For every entry below, give it back exactly and leave out any image.
DATASET ENTRIES below:
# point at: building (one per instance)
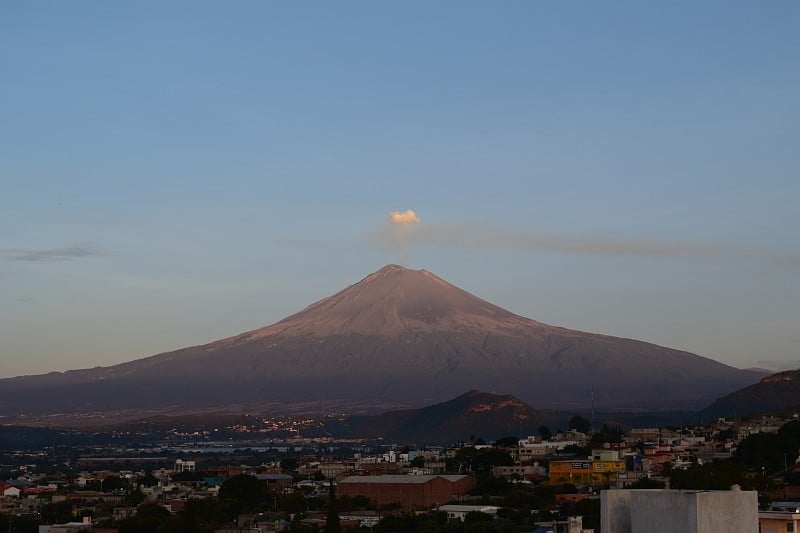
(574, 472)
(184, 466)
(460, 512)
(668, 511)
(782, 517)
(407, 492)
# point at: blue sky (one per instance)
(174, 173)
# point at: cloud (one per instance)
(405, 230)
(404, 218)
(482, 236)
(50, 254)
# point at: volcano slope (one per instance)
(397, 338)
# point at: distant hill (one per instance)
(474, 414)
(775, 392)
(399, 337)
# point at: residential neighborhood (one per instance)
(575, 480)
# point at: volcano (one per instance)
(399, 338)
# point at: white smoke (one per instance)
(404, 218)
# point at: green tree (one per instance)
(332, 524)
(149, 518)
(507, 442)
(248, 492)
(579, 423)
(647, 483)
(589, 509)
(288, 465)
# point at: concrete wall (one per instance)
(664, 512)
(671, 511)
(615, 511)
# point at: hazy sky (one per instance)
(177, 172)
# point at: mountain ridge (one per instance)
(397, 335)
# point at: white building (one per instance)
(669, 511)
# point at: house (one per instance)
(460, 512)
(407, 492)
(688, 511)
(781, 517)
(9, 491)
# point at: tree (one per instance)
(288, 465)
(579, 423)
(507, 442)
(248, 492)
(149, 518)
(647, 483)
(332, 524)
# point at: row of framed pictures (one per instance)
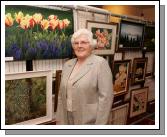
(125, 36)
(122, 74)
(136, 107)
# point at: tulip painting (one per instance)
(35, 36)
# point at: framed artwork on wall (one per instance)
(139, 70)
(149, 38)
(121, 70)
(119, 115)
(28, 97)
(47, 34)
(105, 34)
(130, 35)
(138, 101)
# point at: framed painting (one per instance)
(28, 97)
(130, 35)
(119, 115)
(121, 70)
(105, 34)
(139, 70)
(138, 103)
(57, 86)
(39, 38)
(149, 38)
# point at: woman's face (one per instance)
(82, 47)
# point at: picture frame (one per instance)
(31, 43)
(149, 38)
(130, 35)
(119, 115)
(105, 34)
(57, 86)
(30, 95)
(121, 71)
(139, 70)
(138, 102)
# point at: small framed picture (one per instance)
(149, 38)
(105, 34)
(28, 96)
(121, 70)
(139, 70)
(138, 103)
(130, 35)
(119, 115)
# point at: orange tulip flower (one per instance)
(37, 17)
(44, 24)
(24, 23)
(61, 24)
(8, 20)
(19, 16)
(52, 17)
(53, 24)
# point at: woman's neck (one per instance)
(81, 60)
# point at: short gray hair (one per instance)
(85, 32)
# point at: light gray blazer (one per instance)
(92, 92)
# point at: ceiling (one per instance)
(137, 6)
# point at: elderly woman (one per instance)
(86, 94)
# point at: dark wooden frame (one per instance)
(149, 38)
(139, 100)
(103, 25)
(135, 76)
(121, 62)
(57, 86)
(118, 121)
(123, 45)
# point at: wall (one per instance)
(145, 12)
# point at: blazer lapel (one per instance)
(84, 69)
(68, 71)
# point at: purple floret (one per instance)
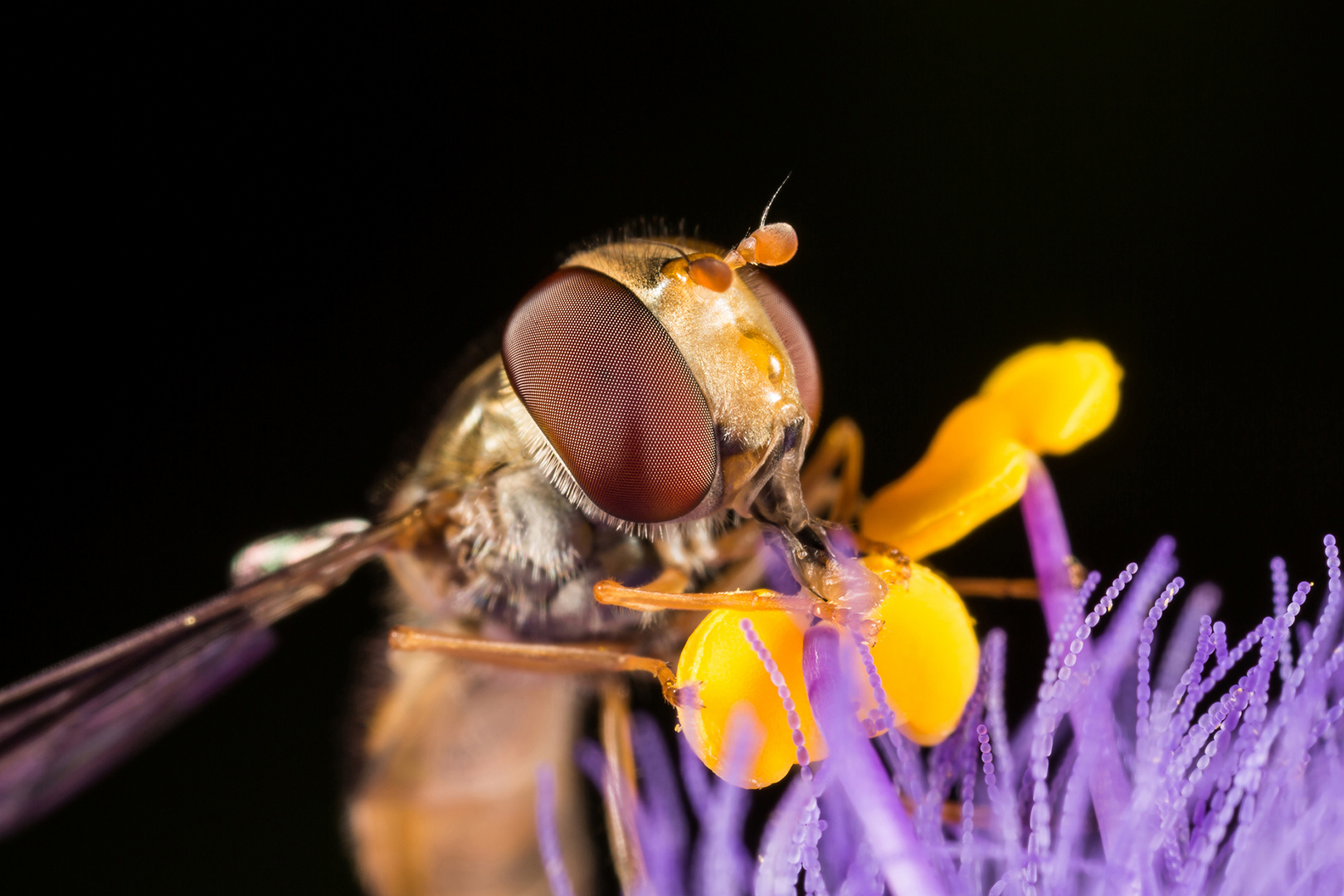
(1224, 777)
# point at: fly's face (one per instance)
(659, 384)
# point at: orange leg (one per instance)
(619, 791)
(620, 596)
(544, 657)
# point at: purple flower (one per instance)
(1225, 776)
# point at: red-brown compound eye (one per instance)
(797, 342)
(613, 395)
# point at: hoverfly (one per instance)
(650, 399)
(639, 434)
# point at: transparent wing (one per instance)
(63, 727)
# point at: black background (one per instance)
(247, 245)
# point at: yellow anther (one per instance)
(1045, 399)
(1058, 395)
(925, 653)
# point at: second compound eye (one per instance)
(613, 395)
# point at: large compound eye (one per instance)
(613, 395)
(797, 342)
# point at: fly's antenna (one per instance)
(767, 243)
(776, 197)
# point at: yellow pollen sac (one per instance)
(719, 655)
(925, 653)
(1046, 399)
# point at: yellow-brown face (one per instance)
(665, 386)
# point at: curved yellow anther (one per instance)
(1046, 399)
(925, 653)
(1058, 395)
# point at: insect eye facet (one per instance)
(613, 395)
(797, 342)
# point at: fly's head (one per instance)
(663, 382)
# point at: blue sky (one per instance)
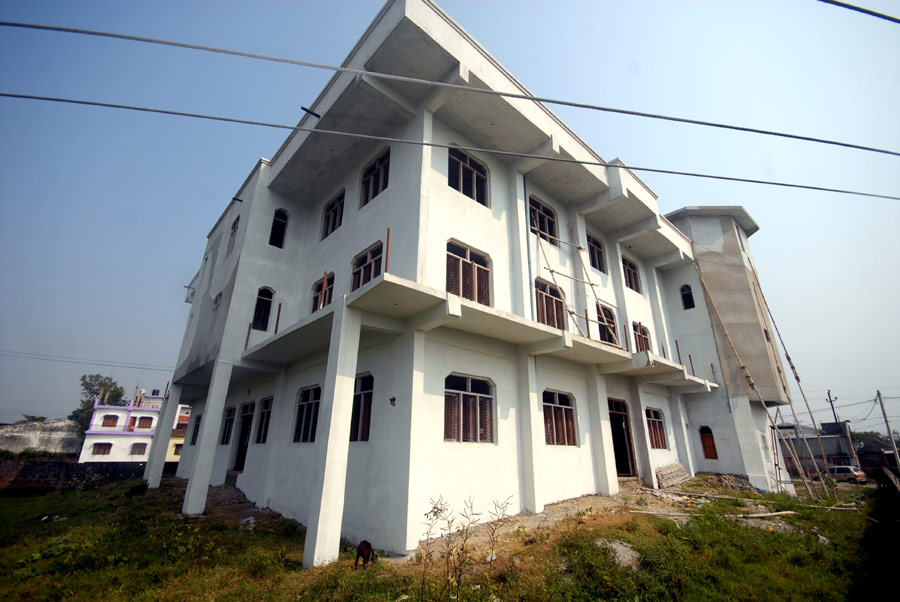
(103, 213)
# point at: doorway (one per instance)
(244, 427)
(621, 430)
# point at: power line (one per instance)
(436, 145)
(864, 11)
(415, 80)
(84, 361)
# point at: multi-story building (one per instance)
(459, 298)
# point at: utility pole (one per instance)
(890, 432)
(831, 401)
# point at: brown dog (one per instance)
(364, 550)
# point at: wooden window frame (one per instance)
End of DATASET ENTRIES.
= OUTPUT OF THE EXERCISE =
# point at: building (one per instance)
(574, 472)
(184, 466)
(460, 512)
(668, 511)
(782, 517)
(407, 492)
# point at: blue sky (one per instance)
(174, 173)
# point at: cloud (one per instance)
(405, 230)
(404, 218)
(482, 236)
(50, 254)
# point at: volcano slope (one per instance)
(397, 338)
# point at: distant hill (one per instance)
(474, 414)
(775, 392)
(399, 337)
# point at: residential neighborhood (one per instance)
(575, 480)
# point at: volcano (one per instance)
(399, 338)
# point at: white smoke (one per instance)
(404, 218)
# point at: green tree (one per instance)
(332, 524)
(149, 518)
(507, 442)
(248, 492)
(579, 423)
(647, 483)
(589, 509)
(288, 465)
# point at: concrete wall (one per instance)
(664, 512)
(671, 511)
(615, 511)
# point at: hazy sky (one per instance)
(177, 172)
# point at: mountain ridge (one per instance)
(397, 335)
# point at: white building (one per instance)
(669, 511)
# point at: house (one per instance)
(460, 512)
(407, 492)
(688, 511)
(781, 517)
(9, 491)
# point at: tree (one per instance)
(288, 465)
(579, 423)
(507, 442)
(248, 492)
(149, 518)
(647, 483)
(332, 524)
# point at: row of framed pictures (one per instance)
(125, 36)
(122, 74)
(136, 107)
# point at: tulip painting (one per instance)
(35, 36)
# point at: framed artwork on wall (one per instance)
(139, 70)
(149, 38)
(121, 70)
(119, 115)
(28, 97)
(47, 34)
(105, 34)
(130, 35)
(138, 101)
# point at: framed painting (one per instance)
(28, 97)
(130, 35)
(119, 115)
(121, 70)
(105, 34)
(139, 70)
(138, 103)
(57, 86)
(39, 38)
(149, 38)
# point at: woman's face (one per instance)
(82, 47)
# point at: picture frame (one per instance)
(31, 43)
(149, 38)
(130, 35)
(119, 115)
(105, 34)
(57, 86)
(30, 95)
(121, 71)
(139, 70)
(138, 102)
# point at: small framed picture (one per instance)
(149, 38)
(105, 34)
(28, 96)
(121, 70)
(139, 70)
(138, 103)
(130, 35)
(119, 115)
# point at: orange tulip flower (one per instance)
(37, 17)
(44, 24)
(24, 23)
(61, 24)
(8, 20)
(19, 16)
(52, 17)
(53, 24)
# point at: woman's neck (one per instance)
(81, 60)
# point at: short gray hair (one per instance)
(85, 32)
# point at: light gray blazer (one per instance)
(92, 92)
# point at: ceiling (one per instance)
(137, 6)
# point at: elderly woman (one per instance)
(86, 94)
# point at: dark wooden frame (one per instance)
(149, 38)
(139, 100)
(103, 25)
(135, 76)
(121, 62)
(57, 86)
(118, 121)
(123, 45)
# point at: wall (one per instance)
(145, 12)
# point at: blazer lapel (one per instance)
(84, 69)
(68, 71)
# point at: purple floret (one per instance)
(1224, 777)
# point at: fly's face (one per instance)
(659, 384)
# point at: orange leg (one per instance)
(619, 791)
(620, 596)
(544, 657)
# point at: purple flower (one per instance)
(1225, 776)
# point at: red-brown compound eye (one per instance)
(797, 342)
(613, 395)
# point at: hoverfly (one per instance)
(650, 399)
(639, 434)
# point at: transparent wing (one per instance)
(63, 727)
# point at: black background (one per instance)
(247, 245)
# point at: yellow anther (one per instance)
(1045, 399)
(1058, 395)
(925, 653)
# point at: second compound eye (one per instance)
(613, 395)
# point at: large compound eye (one per instance)
(613, 395)
(797, 342)
# point at: fly's antenna (one per instance)
(767, 243)
(776, 197)
# point at: yellow pollen sac (one per instance)
(719, 655)
(925, 653)
(1046, 399)
# point at: yellow-brown face (one per instance)
(665, 386)
# point at: curved yellow anther (one per instance)
(1046, 399)
(925, 653)
(1058, 395)
# point at: insect eye facet (one per instance)
(613, 395)
(797, 342)
# point at: fly's head (one per instance)
(663, 382)
# point at: blue sky (one per instance)
(103, 213)
# point at: doorway (one per instance)
(244, 427)
(621, 430)
# point at: power line (one per instance)
(436, 145)
(864, 11)
(415, 80)
(84, 361)
# point at: multi-story building (one per instance)
(459, 298)
# point at: utility pole (one per instance)
(890, 432)
(831, 401)
# point at: brown dog (one per instance)
(364, 550)
# point at: wooden window frame (one per instance)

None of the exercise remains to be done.